— Records shown —

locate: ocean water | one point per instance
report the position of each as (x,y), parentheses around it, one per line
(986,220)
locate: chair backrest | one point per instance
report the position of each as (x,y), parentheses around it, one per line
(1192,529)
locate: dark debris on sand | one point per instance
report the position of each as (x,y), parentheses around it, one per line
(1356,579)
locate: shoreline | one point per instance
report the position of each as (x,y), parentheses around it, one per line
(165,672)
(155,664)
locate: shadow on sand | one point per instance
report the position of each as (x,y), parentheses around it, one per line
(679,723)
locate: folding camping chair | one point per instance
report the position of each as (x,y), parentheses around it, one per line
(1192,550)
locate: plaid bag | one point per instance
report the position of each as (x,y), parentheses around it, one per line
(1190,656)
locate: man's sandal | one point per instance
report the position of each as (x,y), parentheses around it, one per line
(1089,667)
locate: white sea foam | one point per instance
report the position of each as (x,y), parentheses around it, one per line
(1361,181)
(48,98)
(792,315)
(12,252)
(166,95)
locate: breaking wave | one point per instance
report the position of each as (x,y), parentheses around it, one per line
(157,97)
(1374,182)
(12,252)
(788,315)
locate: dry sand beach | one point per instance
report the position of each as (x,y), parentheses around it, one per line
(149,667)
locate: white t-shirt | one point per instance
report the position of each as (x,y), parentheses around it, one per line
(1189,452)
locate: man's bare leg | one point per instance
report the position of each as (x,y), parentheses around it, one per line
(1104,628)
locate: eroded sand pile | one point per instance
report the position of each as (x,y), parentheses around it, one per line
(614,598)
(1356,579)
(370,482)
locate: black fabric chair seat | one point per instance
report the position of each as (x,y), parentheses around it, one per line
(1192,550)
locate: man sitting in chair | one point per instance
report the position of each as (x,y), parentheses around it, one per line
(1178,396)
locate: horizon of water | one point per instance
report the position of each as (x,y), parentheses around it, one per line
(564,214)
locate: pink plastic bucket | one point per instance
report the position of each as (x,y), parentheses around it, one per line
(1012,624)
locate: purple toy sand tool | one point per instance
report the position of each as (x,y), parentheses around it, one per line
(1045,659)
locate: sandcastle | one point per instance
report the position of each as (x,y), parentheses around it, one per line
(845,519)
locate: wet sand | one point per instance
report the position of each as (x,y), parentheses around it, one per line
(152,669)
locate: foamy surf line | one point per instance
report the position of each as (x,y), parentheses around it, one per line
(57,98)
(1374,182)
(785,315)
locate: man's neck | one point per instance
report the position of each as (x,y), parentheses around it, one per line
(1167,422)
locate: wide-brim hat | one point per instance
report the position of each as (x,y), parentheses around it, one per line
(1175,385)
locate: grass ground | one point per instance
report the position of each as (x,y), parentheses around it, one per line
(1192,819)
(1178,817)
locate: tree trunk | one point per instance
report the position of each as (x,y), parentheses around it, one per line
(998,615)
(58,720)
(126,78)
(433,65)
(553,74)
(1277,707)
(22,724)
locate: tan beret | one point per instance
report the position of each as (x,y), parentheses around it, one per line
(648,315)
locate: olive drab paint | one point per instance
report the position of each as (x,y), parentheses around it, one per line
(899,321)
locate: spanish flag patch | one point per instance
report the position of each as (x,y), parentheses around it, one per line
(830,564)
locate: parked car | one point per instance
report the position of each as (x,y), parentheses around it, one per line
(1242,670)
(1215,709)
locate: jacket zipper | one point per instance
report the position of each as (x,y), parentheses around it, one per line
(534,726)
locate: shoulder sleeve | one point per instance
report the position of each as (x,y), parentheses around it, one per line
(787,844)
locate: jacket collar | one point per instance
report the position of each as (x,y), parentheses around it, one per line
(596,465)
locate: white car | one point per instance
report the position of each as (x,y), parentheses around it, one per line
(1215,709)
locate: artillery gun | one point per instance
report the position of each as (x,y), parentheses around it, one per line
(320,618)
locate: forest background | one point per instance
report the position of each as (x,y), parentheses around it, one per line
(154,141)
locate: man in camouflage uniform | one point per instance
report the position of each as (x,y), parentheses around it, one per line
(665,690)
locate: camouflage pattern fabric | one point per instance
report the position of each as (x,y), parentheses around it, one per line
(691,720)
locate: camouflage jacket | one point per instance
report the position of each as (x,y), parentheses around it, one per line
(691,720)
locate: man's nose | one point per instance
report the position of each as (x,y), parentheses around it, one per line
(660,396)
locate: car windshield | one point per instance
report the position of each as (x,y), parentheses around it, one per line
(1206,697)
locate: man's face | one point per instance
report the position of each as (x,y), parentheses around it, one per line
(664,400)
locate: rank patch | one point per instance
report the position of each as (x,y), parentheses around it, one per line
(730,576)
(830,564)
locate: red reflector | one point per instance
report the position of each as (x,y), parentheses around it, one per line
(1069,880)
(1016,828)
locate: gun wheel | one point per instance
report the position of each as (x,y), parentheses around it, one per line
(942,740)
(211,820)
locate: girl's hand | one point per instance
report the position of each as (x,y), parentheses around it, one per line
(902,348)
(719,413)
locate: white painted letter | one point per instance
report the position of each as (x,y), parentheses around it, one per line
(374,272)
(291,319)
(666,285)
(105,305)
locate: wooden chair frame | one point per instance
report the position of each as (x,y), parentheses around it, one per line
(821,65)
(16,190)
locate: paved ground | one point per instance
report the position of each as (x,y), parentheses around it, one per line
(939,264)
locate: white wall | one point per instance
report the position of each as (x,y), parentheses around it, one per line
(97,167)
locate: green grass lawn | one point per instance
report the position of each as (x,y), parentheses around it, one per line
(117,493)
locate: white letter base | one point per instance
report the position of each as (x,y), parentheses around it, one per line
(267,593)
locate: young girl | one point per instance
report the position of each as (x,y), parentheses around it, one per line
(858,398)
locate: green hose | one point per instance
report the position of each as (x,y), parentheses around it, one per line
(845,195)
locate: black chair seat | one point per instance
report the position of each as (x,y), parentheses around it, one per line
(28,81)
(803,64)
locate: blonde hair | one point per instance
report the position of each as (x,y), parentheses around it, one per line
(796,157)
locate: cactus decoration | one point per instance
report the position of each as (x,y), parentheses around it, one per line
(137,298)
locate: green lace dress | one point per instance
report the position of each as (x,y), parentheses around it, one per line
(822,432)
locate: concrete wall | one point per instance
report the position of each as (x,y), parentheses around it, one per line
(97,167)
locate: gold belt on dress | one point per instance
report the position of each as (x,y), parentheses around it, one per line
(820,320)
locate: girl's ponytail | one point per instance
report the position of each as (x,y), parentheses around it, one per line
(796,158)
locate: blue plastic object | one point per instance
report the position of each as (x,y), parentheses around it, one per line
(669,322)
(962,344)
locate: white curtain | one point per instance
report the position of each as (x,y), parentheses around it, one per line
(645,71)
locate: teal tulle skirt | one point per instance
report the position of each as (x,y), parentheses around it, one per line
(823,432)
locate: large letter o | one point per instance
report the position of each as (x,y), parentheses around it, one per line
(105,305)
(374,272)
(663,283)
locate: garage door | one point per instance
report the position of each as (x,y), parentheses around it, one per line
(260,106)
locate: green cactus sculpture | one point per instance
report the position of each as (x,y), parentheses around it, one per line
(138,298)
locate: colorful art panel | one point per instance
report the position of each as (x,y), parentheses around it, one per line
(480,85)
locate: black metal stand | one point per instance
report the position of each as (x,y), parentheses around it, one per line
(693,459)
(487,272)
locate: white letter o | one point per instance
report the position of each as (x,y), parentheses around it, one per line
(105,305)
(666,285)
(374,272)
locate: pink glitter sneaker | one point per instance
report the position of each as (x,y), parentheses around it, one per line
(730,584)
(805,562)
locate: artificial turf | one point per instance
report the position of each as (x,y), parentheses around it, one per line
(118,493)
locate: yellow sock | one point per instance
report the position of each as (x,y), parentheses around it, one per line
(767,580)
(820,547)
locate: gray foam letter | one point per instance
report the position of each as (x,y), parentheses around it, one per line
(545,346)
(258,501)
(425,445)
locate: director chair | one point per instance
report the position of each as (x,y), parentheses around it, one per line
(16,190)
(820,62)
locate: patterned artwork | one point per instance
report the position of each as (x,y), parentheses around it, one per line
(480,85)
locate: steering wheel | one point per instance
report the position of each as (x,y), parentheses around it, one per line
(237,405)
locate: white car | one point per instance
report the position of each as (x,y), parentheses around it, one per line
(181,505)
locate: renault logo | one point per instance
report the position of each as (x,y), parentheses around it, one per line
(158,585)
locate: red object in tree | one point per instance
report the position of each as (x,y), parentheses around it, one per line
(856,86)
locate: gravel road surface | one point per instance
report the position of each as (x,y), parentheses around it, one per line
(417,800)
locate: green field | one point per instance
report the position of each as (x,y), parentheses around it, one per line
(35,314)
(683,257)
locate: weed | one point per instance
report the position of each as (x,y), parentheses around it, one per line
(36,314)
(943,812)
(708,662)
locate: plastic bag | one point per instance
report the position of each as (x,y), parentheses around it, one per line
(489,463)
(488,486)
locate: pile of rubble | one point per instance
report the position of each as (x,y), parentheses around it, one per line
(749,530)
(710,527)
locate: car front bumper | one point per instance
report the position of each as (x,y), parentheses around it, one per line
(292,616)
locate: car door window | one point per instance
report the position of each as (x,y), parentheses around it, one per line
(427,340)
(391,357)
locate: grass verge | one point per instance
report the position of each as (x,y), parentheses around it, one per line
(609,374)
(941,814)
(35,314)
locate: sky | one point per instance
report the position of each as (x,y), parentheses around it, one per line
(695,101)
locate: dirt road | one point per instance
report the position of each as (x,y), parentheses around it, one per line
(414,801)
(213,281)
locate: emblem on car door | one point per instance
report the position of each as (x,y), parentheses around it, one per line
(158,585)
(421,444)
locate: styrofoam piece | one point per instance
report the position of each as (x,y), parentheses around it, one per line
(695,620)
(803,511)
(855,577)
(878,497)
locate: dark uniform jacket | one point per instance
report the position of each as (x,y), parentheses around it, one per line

— Problem description —
Give back exactly the lines from the line holding "locate: gravel road" through the last line of the listing, including both.

— Response to the exercise —
locate: gravel road surface | one point per instance
report the position of each as (x,y), parentheses around it, one per line
(417,800)
locate: green field | one point per instance
report the position of each as (x,y), parentheses around it, one per line
(35,314)
(683,257)
locate: weed | one point per instance
report the position of each as (x,y), parentheses around it, one per line
(36,314)
(943,812)
(708,662)
locate: plastic bag | one point per instance
report the position of each as (x,y), parentheses around it, one per line
(489,463)
(488,486)
locate: pile of rubble | one point per instance
report the position of each as (x,y), parentheses around it, one per line
(749,530)
(710,527)
locate: car front bumper | one point per instance
report the position of each as (x,y), parentheses around it, one per line
(292,616)
locate: car door window | one point per instance
report the position of each as (x,y), parentheses around it, one per line
(427,340)
(391,357)
locate: grass verge | one point per instance
report the position of each as (x,y), parentheses around it, one per line
(609,374)
(941,814)
(35,314)
locate: sky | one point per instance
report the position of each as (x,y), parentheses around it, one per line
(695,101)
locate: dirt road | one point per instance
report the position of each as (x,y), parentheses around it, one per line
(414,801)
(213,281)
locate: emblem on car door | one point per instance
report the position of each as (x,y), parentheses around it, one per line
(158,585)
(421,444)
locate: styrofoam piece | one point per instance
report the position of each as (x,y), parentheses around it, one per line
(695,620)
(803,511)
(855,577)
(878,497)
locate: dark uniform jacket | one point per instance
report the position of each as (x,y), parentheses around it, one per line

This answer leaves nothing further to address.